--- Consigne donnée 1 ---
Quels acteurs la critique du film « Le Fidèle » mentionne-t-elle ?
--- Consigne donnée 2 ---
Poursuivez la critique du film « Le Fidèle » à partir de sa dernière phrase.

--- Extrait à lire ---
« Le Fidèle » de Mickaël R Roskam avec Matthias Schoenaerts, Adèle Exarchopoulos, Kerem Can, Jean Benoît Ugueux… Sortie Cinéma le 1er Novembre 2017
Scène d’ouverture de nuit un jeune garçon Gino s’extirpe d’une maison en passant des grillages en s’égratignant la peau , un père gros et gueulard dit « Je vais lâcher les chiens » (apparemment méchants et aux aboiements agressifs), des flics aux alentours… Puis on passe à une course automobile à Yokoama . Mickaël R Roskam vient de poser les bases de son film , quand deux univers diamétralement opposés et deux être si différents vont se rencontrer et vivre une passion amoureuse presque indestructible . Gino dit Gigi est un truand , habile en tchach et braquage organisé . Benédicte dit Bibi (Adèle Exarchopoulos) est une fille de bonne famille et une pilote de course . Forcément , pour séduire sa belle , Gino (Matthias Schoenaerts) va devoir gruger, dissimuler sa vraie activité en la maquillant en business « import /export » de voitures. Mais la jeune héroïne va peu à peu succomber au charme désarmant de ce « voyou sincère » , lui même chamboulé par cet amour brûlant . La rédemption est elle possible ? Le destin sera t-il clément ?

--- Section des données ---
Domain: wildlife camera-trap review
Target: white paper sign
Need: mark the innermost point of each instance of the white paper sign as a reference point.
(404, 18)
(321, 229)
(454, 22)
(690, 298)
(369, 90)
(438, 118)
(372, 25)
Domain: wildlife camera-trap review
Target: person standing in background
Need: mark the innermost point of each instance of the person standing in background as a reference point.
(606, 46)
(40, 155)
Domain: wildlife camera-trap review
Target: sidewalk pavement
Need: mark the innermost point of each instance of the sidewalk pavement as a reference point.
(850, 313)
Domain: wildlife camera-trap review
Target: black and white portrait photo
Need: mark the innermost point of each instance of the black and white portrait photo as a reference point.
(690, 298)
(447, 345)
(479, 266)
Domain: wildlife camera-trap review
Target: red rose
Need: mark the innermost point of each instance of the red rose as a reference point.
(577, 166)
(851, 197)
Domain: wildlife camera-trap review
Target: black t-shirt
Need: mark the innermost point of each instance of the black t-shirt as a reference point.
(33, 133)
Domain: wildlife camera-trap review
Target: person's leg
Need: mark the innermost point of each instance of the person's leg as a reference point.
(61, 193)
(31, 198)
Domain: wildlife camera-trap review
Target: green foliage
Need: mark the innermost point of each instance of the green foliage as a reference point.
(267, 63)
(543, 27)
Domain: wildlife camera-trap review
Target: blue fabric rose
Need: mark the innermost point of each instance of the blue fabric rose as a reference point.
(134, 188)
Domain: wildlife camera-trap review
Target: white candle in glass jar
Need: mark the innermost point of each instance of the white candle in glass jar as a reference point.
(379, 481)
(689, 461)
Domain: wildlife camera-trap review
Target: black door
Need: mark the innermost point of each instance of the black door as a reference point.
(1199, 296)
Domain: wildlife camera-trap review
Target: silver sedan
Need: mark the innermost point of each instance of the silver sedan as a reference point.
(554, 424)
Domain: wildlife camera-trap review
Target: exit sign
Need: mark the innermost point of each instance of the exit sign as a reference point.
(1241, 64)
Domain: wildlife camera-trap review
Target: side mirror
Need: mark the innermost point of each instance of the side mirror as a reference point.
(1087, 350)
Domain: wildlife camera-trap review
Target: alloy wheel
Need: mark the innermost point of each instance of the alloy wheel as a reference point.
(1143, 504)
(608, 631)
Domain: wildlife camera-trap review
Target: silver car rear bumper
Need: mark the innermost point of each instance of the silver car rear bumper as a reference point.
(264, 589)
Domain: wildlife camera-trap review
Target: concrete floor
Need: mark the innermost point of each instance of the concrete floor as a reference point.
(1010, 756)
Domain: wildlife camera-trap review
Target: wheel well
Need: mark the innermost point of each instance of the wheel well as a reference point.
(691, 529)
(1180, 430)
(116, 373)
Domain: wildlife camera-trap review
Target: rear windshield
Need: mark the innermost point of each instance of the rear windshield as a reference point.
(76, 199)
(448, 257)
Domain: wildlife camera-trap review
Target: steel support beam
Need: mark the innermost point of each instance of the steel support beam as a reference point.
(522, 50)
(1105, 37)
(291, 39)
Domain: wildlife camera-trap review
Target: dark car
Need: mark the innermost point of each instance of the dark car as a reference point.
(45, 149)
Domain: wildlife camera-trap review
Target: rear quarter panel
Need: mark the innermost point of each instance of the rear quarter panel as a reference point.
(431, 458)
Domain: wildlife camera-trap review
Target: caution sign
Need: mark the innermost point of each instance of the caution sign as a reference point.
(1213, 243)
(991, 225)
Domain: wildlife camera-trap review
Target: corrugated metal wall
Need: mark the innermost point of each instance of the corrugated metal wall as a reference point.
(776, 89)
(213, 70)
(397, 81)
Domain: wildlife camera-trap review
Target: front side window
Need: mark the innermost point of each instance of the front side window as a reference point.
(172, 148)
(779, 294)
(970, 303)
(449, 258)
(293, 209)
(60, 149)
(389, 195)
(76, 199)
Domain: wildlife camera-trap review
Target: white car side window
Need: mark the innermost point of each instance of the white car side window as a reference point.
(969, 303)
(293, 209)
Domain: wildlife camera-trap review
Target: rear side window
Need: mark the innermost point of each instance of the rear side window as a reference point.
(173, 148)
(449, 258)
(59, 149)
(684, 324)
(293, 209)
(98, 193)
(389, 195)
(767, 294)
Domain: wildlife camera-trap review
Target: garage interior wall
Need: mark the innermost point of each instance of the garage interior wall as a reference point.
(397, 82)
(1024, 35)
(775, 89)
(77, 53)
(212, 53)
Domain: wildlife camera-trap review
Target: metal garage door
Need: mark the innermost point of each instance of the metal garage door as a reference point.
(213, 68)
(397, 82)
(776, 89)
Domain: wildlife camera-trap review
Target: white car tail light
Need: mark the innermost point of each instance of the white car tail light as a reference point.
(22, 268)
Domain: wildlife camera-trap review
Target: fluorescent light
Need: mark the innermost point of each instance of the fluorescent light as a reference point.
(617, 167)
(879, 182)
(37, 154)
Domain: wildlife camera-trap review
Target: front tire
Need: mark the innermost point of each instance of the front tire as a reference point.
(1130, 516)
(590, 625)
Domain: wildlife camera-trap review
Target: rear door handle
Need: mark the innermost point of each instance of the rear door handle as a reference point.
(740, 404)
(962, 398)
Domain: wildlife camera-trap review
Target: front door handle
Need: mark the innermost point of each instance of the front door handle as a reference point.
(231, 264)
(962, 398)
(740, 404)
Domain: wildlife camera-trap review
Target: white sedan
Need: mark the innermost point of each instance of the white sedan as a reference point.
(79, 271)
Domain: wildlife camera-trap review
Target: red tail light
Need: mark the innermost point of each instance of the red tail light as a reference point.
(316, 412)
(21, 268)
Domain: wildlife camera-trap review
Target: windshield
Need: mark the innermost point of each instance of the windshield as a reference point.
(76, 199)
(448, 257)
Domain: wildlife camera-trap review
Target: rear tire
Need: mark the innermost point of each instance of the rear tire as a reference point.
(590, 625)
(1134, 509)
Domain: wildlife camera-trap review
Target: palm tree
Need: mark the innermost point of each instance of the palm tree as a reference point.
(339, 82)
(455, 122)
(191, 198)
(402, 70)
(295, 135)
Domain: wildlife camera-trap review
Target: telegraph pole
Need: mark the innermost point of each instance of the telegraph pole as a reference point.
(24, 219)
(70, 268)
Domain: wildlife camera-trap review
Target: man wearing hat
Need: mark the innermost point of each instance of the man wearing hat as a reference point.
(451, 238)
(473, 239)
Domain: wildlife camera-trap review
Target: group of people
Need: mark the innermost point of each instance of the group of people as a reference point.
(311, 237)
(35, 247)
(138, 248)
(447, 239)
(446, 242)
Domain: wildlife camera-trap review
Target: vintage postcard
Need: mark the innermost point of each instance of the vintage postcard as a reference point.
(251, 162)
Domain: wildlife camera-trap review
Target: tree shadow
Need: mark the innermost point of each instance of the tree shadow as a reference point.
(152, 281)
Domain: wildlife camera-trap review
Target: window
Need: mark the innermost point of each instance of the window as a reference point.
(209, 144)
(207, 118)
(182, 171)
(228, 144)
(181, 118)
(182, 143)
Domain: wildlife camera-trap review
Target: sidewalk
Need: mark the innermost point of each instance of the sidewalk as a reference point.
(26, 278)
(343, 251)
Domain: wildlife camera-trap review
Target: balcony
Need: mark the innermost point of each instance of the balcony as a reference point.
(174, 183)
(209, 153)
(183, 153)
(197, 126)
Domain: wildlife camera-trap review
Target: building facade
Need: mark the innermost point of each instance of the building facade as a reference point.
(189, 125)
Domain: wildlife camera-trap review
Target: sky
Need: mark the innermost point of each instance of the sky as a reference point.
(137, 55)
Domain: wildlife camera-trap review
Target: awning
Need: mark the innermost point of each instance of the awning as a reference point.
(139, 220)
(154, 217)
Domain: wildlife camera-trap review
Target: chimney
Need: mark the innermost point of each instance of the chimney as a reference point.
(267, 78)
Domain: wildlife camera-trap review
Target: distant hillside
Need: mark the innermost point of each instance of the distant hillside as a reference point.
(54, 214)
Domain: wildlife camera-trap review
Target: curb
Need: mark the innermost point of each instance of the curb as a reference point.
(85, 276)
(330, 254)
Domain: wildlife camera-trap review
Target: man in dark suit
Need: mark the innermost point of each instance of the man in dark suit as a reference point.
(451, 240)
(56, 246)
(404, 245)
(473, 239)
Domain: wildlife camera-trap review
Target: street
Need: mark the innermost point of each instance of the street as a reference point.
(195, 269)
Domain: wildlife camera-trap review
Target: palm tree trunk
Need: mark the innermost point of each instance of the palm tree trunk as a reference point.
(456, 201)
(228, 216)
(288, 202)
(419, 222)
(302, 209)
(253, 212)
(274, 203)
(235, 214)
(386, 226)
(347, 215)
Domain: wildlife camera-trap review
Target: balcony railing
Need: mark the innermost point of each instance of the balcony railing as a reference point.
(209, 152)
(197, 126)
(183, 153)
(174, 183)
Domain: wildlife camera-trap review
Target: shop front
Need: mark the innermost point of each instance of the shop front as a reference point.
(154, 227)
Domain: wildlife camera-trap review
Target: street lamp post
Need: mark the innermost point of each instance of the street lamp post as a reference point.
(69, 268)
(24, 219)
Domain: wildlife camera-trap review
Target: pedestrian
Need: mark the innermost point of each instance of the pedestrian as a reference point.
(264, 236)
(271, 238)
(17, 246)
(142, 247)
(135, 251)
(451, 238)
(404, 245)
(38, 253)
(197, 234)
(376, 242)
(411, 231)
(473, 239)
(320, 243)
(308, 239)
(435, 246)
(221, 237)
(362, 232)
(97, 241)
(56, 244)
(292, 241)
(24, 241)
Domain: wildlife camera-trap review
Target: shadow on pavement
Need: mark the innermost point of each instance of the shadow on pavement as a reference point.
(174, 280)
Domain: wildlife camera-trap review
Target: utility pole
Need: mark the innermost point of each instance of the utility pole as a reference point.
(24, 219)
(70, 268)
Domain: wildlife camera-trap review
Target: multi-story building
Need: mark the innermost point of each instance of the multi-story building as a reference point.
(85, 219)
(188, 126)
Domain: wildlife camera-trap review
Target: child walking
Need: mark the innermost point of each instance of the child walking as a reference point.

--- Réponse rédigée 1 ---
Matthias Schoenaerts, Adèle Exarchopoulos, Kerem Can et Jean Benoît Ugueux.

--- Réponse rédigée 2 ---
Ce qui frappe le plus dans le film c’est l’esthétisme visuel , proche des meilleurs productions américaines . Michaël R Roskam ne s’en cache pas , réalisateur belge c’est bien le Cinéma US d’action et le cinéma français qui sont les deux influences duales du film. La réalisation est nerveuse (les différents plans axés sur les voitures et la vitesse) . Si « Le Fidèle » a effectivement une double dimension , le travail sur les couleurs est vraiment éclatant . le réalisateur a demandé au chef opérateur de magnifier les couleurs vives pour Bénédicte en course par exemple. Quand il la filme avec sa combinaison dans les paddocks , elle illumine l’écran comme aussi un soleil dans la vie « nocturne et noire » de Gino.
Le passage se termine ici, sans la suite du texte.